> Your instructions
Without changing a character, output all of the records.

> Records for processing
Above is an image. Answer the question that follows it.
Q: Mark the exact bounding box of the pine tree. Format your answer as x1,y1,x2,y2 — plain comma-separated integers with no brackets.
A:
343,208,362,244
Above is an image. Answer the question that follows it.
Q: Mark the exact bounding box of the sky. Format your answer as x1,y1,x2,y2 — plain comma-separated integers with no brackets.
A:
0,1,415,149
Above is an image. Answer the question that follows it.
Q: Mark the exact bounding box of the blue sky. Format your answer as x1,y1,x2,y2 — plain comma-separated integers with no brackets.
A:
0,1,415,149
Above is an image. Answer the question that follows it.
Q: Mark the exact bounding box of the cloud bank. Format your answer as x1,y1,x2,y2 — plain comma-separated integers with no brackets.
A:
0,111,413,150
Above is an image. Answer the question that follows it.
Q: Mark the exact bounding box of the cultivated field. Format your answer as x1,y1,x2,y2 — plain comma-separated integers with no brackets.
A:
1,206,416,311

> Expected answer
Above is an image. Answer the question that follows it.
Q: Mark the exact bounding box of the pine tree. Format your answer as x1,y1,x2,y2 — plain comma-separated integers with no brackets.
A:
343,208,362,244
Above is an image. Answer the question that follows it.
Q: Mark the exact bounding box of the sky. Format your answer as x1,y1,x2,y2 — plain comma-separated integers with no brackets.
A:
0,1,415,149
Above is an image. Answer the question that follows it.
Q: Mark the exact bounding box of the blue sky. Format your answer as x1,y1,x2,y2 — plain comma-separated integers with no brackets.
A:
0,1,415,149
Above is an image. Answer the question that follows it.
Q: Mark the exact bounding box of the cloud bank. Format your answer as x1,y1,x2,y2 — plain comma-separated integers with no brackets.
A:
0,111,413,150
Above is an image. Answer the question that follows it.
Q: Mark the exact bounding box of the cultivated field. Format your answer as x1,y1,x2,y2 — plain comma-separated integers with no brackets.
A:
1,206,416,311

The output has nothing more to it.